Exercise objective.
Reproduce the following lines word for word.

Input material.
┌──

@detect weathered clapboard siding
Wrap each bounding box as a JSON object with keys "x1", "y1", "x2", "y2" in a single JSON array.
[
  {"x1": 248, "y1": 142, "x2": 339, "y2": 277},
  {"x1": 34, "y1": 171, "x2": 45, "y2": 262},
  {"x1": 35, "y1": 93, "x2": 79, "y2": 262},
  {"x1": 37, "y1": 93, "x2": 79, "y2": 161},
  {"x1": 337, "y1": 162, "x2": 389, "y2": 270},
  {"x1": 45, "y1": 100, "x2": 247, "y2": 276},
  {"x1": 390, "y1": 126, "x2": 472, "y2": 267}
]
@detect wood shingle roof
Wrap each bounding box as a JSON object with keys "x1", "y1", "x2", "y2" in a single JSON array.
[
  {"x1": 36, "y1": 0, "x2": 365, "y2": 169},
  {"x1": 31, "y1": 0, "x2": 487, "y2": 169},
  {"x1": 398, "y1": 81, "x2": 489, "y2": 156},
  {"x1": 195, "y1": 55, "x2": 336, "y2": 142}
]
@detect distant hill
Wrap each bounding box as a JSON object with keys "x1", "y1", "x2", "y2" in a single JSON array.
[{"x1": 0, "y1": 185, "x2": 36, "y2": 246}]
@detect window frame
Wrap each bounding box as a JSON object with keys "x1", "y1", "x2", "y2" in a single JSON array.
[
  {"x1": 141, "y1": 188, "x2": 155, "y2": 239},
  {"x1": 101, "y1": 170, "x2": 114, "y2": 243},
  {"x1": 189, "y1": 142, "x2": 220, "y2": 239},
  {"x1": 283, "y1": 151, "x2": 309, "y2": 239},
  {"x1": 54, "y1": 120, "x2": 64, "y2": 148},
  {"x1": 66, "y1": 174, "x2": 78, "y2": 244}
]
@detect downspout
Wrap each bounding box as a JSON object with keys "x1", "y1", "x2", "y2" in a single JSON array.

└──

Full answer.
@detect weathered clapboard siding
Wrap each bounding box as a JSON object with keys "x1", "y1", "x2", "y2" in a single JSON array.
[
  {"x1": 248, "y1": 142, "x2": 339, "y2": 277},
  {"x1": 34, "y1": 171, "x2": 45, "y2": 262},
  {"x1": 35, "y1": 93, "x2": 79, "y2": 262},
  {"x1": 37, "y1": 93, "x2": 79, "y2": 161},
  {"x1": 337, "y1": 162, "x2": 389, "y2": 270},
  {"x1": 45, "y1": 100, "x2": 247, "y2": 276},
  {"x1": 390, "y1": 126, "x2": 472, "y2": 267}
]
@detect wood shingle roof
Wrap each bounding box as a JSON object with keys "x1", "y1", "x2", "y2" in a single JSON array.
[
  {"x1": 36, "y1": 0, "x2": 365, "y2": 169},
  {"x1": 31, "y1": 0, "x2": 487, "y2": 169},
  {"x1": 398, "y1": 81, "x2": 489, "y2": 156},
  {"x1": 195, "y1": 55, "x2": 336, "y2": 142}
]
@detect distant hill
Wrap each bounding box as a JSON object with keys "x1", "y1", "x2", "y2" in a single JSON array.
[{"x1": 0, "y1": 185, "x2": 36, "y2": 246}]
@detect window frame
Wrap each bounding box as a JSON object with keys "x1", "y1", "x2", "y2" in a single JSON array.
[
  {"x1": 141, "y1": 188, "x2": 155, "y2": 239},
  {"x1": 101, "y1": 170, "x2": 114, "y2": 243},
  {"x1": 189, "y1": 142, "x2": 220, "y2": 239},
  {"x1": 283, "y1": 151, "x2": 309, "y2": 239},
  {"x1": 54, "y1": 120, "x2": 64, "y2": 148},
  {"x1": 66, "y1": 174, "x2": 78, "y2": 244}
]
@detect downspout
Wrap each bounding box as a JSON object with keys "x1", "y1", "x2", "y2" in a single JSON array.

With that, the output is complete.